▶ [Task objective]:
Scan the listing below. Return every line containing the string "foliage".
★ ★ ★ ★
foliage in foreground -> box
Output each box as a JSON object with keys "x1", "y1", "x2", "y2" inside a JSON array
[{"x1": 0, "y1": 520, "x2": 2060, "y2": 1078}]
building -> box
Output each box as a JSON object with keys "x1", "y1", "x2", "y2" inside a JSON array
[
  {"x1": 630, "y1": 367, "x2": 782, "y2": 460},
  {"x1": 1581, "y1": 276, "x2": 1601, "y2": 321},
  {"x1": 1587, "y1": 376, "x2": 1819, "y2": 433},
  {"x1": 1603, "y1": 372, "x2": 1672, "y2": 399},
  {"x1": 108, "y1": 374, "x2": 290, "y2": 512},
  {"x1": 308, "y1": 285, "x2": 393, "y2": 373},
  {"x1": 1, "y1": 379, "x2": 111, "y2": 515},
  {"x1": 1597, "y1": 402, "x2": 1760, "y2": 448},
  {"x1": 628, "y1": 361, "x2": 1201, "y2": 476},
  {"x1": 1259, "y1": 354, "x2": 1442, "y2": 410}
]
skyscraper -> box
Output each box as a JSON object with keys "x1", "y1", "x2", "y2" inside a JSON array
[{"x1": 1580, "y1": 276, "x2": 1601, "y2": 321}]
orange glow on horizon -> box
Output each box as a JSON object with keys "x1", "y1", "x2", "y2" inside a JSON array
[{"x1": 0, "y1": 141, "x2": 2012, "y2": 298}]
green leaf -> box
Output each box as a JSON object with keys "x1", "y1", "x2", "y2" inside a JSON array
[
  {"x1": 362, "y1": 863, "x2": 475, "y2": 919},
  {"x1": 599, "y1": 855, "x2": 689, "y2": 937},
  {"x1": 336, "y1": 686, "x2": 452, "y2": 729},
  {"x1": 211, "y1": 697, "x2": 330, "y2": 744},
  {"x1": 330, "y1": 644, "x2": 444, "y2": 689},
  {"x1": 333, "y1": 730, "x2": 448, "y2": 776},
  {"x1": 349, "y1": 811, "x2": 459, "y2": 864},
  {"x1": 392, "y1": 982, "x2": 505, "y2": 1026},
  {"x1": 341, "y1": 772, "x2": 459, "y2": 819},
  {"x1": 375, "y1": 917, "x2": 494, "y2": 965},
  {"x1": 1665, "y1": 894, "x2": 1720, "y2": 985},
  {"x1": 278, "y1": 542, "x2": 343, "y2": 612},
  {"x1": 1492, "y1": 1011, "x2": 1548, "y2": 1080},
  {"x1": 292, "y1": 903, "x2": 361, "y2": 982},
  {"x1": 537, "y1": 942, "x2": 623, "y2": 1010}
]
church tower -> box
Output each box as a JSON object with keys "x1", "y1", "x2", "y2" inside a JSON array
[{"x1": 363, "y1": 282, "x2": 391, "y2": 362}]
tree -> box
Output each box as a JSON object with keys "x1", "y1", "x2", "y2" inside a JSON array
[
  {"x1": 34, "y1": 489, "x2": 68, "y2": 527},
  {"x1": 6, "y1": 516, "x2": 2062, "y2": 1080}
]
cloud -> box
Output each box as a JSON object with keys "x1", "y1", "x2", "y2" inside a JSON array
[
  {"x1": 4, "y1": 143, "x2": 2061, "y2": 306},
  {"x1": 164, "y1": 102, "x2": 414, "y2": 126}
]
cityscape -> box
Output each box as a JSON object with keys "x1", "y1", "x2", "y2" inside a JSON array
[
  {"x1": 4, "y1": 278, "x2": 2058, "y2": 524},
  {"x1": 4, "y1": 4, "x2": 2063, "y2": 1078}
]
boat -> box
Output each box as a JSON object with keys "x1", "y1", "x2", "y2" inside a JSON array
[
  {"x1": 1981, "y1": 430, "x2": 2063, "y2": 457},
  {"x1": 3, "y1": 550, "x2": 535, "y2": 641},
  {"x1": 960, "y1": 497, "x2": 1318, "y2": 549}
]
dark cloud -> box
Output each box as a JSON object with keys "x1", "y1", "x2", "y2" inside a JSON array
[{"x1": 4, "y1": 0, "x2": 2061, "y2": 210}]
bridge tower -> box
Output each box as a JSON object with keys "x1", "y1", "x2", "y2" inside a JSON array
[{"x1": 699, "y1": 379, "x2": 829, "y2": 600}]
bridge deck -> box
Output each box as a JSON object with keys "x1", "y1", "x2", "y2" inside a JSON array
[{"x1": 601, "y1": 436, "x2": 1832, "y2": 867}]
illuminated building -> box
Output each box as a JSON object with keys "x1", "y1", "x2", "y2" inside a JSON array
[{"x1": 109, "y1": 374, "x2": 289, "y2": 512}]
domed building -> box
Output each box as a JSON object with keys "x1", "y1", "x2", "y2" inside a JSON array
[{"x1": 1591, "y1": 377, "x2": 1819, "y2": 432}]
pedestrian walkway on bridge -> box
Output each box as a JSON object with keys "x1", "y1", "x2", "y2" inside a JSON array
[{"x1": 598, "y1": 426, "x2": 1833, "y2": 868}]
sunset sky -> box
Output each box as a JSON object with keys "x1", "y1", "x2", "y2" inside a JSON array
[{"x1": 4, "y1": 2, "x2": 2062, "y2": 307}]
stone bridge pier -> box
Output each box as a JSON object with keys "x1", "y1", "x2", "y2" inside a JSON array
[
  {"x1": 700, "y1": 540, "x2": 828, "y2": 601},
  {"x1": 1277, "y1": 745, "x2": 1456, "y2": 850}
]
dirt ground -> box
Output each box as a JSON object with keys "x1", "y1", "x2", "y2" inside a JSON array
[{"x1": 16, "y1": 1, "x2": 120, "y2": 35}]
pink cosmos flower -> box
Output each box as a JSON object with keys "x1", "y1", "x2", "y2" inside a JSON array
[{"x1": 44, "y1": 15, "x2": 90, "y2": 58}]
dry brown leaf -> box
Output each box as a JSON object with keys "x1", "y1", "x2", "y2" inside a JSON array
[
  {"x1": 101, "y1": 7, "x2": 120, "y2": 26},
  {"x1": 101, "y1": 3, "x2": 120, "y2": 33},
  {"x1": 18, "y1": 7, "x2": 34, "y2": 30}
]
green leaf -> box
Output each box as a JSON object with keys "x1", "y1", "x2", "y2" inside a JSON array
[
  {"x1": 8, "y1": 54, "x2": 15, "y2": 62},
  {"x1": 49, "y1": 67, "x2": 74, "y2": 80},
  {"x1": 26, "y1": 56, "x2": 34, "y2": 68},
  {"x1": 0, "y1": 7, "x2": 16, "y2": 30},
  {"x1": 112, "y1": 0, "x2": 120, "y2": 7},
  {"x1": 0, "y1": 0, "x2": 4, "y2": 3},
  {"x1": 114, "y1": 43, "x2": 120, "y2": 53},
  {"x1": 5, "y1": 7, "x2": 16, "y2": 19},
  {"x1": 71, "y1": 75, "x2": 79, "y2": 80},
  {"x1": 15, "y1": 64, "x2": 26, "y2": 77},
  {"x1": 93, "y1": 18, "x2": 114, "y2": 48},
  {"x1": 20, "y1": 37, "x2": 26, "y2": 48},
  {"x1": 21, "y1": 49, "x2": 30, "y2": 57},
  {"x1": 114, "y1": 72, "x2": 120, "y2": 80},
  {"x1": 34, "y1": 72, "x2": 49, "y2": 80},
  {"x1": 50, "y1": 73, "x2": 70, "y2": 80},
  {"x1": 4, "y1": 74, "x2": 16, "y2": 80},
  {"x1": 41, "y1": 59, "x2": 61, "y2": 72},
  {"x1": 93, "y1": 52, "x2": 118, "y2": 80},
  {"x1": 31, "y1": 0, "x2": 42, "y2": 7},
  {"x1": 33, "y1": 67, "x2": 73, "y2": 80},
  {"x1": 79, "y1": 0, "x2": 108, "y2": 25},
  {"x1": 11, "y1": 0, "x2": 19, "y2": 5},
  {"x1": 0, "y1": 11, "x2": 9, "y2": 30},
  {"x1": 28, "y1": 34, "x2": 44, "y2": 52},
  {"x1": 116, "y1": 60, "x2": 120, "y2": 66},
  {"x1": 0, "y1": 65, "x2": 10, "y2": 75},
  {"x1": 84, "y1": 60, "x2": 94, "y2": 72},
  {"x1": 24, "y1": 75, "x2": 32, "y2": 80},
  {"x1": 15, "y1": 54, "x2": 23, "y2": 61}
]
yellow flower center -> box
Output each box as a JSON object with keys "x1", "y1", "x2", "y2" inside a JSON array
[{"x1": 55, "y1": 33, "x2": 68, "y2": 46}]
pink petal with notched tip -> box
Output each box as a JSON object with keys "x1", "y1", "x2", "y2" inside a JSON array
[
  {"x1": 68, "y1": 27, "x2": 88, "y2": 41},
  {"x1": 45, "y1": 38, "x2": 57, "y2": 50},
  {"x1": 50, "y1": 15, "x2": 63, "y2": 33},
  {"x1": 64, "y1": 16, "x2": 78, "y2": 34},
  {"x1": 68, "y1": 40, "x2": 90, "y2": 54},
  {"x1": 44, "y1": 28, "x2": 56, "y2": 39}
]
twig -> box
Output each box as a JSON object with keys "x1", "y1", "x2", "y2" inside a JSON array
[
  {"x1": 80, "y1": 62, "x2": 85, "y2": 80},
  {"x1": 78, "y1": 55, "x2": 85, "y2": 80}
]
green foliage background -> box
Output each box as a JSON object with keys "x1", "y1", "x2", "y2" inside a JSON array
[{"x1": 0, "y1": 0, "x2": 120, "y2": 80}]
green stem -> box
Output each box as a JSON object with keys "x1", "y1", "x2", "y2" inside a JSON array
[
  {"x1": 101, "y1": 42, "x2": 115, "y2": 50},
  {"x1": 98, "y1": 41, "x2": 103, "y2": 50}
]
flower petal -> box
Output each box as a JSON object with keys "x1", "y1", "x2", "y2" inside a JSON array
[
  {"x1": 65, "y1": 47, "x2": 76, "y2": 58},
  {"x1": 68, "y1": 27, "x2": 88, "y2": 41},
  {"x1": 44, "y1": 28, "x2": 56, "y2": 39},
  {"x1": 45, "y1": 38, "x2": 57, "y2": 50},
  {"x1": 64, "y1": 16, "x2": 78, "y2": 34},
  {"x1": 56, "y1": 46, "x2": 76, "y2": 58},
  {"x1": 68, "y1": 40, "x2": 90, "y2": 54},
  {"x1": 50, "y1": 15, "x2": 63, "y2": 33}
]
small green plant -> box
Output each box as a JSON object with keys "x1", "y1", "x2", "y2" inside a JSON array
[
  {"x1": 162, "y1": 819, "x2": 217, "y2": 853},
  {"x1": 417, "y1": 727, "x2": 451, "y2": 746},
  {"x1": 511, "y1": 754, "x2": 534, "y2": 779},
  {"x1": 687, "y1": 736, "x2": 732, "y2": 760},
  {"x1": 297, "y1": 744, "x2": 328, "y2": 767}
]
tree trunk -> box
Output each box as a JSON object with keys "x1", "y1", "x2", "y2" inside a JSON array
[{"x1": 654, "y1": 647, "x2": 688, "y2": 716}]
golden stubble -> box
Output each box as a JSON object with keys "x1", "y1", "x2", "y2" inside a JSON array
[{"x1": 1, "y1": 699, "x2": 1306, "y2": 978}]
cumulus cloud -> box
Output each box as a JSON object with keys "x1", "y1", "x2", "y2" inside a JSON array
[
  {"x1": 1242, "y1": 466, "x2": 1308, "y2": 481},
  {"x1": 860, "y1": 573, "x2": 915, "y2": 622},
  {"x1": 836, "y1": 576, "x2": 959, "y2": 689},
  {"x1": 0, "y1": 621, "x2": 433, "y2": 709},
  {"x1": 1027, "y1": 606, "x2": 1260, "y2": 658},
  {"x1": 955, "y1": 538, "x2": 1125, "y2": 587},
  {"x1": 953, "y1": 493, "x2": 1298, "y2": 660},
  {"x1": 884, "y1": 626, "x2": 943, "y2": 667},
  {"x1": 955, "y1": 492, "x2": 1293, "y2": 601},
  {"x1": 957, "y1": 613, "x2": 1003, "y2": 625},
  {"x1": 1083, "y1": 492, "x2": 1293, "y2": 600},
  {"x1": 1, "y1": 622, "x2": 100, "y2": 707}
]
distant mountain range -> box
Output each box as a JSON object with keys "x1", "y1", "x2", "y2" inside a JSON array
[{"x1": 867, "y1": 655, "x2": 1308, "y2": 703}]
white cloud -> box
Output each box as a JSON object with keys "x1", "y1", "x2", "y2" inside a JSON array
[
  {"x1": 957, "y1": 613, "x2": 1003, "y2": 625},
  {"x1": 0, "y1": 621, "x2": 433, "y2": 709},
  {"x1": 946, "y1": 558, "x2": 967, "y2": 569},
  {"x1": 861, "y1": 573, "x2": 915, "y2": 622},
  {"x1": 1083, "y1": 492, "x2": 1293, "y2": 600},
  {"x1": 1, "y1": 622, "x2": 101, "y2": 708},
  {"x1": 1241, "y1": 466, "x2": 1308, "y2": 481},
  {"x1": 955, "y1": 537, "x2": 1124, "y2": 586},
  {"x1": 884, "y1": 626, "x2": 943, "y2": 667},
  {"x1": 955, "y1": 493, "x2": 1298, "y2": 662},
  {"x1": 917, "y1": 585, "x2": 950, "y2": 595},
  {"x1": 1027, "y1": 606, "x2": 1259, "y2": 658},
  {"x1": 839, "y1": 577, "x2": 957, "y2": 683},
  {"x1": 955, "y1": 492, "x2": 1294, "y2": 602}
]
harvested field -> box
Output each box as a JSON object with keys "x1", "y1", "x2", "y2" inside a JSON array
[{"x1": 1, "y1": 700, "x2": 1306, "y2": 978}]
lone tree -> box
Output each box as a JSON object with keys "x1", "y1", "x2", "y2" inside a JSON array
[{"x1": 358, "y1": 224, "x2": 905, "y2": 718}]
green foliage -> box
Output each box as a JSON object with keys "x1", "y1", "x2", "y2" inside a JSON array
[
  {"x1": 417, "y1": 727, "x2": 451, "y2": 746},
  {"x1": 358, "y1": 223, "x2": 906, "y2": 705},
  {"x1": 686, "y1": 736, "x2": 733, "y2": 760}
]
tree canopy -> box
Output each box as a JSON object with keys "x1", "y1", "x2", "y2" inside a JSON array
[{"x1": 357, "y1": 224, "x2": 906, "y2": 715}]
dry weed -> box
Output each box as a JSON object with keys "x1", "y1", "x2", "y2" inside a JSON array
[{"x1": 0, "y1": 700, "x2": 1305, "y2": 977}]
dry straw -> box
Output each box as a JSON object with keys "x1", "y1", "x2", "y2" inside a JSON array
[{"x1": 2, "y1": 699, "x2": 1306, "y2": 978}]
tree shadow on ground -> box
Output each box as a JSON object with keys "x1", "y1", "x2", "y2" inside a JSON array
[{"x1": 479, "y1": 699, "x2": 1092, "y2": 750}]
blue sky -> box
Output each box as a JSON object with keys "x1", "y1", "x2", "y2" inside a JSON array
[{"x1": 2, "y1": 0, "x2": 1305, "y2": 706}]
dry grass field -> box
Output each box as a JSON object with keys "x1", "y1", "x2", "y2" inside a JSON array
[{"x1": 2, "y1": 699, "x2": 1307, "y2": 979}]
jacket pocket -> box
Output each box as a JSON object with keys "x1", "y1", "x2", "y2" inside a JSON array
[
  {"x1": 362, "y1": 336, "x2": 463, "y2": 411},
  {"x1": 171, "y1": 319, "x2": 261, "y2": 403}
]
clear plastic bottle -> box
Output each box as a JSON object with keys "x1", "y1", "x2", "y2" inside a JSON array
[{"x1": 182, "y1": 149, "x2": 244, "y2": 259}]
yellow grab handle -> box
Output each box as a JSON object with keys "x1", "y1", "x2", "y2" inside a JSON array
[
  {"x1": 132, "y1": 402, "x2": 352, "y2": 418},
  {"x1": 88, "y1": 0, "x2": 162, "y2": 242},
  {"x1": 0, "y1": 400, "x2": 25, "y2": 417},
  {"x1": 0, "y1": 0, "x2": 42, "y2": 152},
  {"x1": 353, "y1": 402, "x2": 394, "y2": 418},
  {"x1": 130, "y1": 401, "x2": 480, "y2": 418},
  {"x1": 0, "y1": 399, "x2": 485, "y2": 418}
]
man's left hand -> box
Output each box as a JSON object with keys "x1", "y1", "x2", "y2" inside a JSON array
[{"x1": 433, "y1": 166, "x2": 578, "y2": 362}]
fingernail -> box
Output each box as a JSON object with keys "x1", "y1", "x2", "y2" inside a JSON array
★ ★ ★ ★
▶ [Your solution]:
foliage in foreground -> box
green foliage background -> box
green foliage -> box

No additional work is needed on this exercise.